Transcribe the records that follow, preserving every word.

Dataset rows
■ ■ ■ ■ ■ ■ ■

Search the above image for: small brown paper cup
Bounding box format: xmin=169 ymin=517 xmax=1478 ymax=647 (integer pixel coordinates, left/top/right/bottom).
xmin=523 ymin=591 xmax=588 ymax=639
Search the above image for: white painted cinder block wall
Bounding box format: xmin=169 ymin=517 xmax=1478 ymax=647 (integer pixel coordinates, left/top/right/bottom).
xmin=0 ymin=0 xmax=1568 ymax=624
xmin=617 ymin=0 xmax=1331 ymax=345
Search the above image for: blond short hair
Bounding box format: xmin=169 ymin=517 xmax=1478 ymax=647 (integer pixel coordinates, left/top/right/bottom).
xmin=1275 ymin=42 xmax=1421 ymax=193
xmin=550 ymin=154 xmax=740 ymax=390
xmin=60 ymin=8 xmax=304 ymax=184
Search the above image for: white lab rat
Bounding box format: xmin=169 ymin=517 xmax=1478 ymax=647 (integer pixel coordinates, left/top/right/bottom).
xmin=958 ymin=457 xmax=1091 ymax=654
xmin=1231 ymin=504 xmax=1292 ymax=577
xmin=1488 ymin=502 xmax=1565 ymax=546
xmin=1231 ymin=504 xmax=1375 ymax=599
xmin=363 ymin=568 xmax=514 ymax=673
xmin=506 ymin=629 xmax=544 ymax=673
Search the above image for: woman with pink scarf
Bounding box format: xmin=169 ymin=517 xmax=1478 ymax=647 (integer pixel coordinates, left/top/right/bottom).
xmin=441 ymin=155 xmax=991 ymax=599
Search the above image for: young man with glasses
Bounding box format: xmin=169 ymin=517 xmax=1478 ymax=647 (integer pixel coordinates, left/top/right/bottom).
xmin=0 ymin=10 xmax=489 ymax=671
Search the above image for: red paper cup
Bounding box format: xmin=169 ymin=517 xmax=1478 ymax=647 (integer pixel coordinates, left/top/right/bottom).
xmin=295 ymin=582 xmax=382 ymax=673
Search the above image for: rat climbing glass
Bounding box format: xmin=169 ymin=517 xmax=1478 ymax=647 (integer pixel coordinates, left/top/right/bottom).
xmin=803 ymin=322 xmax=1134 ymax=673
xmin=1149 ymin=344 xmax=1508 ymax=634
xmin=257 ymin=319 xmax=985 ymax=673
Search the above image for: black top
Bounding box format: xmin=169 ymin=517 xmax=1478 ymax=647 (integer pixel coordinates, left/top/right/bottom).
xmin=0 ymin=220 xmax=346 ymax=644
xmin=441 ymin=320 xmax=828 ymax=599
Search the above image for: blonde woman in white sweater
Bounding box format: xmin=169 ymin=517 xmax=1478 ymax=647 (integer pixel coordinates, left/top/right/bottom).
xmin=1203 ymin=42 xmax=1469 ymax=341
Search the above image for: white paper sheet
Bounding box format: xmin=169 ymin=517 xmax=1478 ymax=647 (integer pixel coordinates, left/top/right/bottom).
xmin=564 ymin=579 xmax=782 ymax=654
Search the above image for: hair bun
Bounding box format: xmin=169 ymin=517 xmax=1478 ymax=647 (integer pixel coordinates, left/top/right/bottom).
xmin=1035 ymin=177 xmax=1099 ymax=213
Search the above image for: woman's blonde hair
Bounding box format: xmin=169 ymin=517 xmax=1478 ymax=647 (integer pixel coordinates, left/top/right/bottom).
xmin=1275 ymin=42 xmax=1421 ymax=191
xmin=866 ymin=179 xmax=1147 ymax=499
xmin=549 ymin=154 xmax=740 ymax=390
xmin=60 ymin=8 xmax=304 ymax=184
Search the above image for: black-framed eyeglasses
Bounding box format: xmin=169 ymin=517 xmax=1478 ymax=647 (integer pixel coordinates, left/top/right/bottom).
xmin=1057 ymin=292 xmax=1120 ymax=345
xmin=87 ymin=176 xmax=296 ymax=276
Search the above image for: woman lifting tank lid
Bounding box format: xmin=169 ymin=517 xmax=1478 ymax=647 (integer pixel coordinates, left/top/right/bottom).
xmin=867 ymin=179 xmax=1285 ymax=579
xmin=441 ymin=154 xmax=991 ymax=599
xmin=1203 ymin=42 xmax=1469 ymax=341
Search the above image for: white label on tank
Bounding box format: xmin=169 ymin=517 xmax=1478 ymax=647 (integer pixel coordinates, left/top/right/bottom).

■ ■ ■ ■ ■ ■ ■

• **OUTPUT OF THE EXERCISE**:
Search the above image for: small brown paper cup
Bounding box format: xmin=169 ymin=517 xmax=1478 ymax=647 (integer pixel coordinates, left/top/right/bottom).
xmin=523 ymin=591 xmax=588 ymax=639
Search the above image for: white painted cinder block wall
Bounding box format: xmin=169 ymin=517 xmax=1478 ymax=647 (integer pixel coordinates, left/top/right/bottom).
xmin=0 ymin=0 xmax=1568 ymax=624
xmin=617 ymin=0 xmax=1331 ymax=345
Search the above image for: blond short hair
Bounding box format: xmin=169 ymin=517 xmax=1478 ymax=647 (integer pixel coordinates, left/top/right/bottom).
xmin=1275 ymin=42 xmax=1421 ymax=193
xmin=550 ymin=154 xmax=740 ymax=390
xmin=60 ymin=8 xmax=304 ymax=184
Search the above image for: white lab rat
Bounding box format: xmin=169 ymin=517 xmax=1478 ymax=647 (integer pixel coordinates, left/top/right/bottom).
xmin=958 ymin=457 xmax=1091 ymax=654
xmin=1231 ymin=504 xmax=1292 ymax=577
xmin=1488 ymin=502 xmax=1565 ymax=546
xmin=1231 ymin=504 xmax=1375 ymax=599
xmin=363 ymin=568 xmax=514 ymax=673
xmin=506 ymin=629 xmax=544 ymax=673
Search the above image for: woman with pink scarf
Bounding box format: xmin=169 ymin=517 xmax=1478 ymax=647 (integer pixel coordinates, left/top/right/bottom).
xmin=441 ymin=155 xmax=991 ymax=599
Search the above image for: young man with glasses
Bounding box format: xmin=169 ymin=517 xmax=1478 ymax=647 (integer pixel coordinates, left/top/right/bottom).
xmin=0 ymin=10 xmax=489 ymax=671
Search the above image for: red paper cup
Bounding box format: xmin=169 ymin=517 xmax=1478 ymax=647 (integer pixel coordinates, left/top/right/bottom).
xmin=295 ymin=582 xmax=382 ymax=673
Search the above image for: rat climbing glass
Bounding box format: xmin=169 ymin=517 xmax=1478 ymax=647 (integer pixel coordinates, left/top/right/bottom).
xmin=803 ymin=322 xmax=1134 ymax=673
xmin=1149 ymin=344 xmax=1508 ymax=634
xmin=257 ymin=319 xmax=985 ymax=673
Search the above image for: black top
Bounding box format: xmin=169 ymin=517 xmax=1478 ymax=647 (integer pixel coordinates, left/top/right/bottom).
xmin=0 ymin=220 xmax=346 ymax=644
xmin=441 ymin=320 xmax=828 ymax=599
Search the above image for: blonde woman in white sweater
Bounding box format: xmin=169 ymin=517 xmax=1478 ymax=647 (integer pixel coordinates, left/top/right/bottom).
xmin=1203 ymin=42 xmax=1469 ymax=341
Search the above image for: white paper sheet
Bounding box format: xmin=169 ymin=517 xmax=1478 ymax=647 (integer pixel coordinates, left/top/right/bottom).
xmin=564 ymin=579 xmax=782 ymax=654
Search the above image for: hair bun
Bounding box format: xmin=169 ymin=517 xmax=1478 ymax=647 (integer pixel coordinates, left/top/right/bottom).
xmin=1035 ymin=177 xmax=1099 ymax=213
Search the above image for: woman's blonde hair
Bounding box format: xmin=169 ymin=517 xmax=1478 ymax=647 (integer pixel coordinates, left/top/right/bottom).
xmin=1275 ymin=42 xmax=1421 ymax=191
xmin=866 ymin=179 xmax=1147 ymax=499
xmin=549 ymin=154 xmax=740 ymax=390
xmin=60 ymin=8 xmax=304 ymax=184
Search the above image for: black-framed eyeglasses
Bounding box format: xmin=169 ymin=517 xmax=1478 ymax=647 (integer pixel coordinates, left/top/right/bottom).
xmin=1057 ymin=292 xmax=1120 ymax=345
xmin=87 ymin=176 xmax=296 ymax=276
Search the above image for: woman lifting tank lid
Bounding box format: xmin=169 ymin=517 xmax=1478 ymax=647 (integer pixel coordinates, left/top/right/bottom).
xmin=867 ymin=179 xmax=1285 ymax=579
xmin=441 ymin=154 xmax=991 ymax=599
xmin=1203 ymin=42 xmax=1469 ymax=341
Search the above image for: white label on tank
Bounding box format: xmin=169 ymin=517 xmax=1478 ymax=647 (integer pixel coordinates, left/top/right/bottom).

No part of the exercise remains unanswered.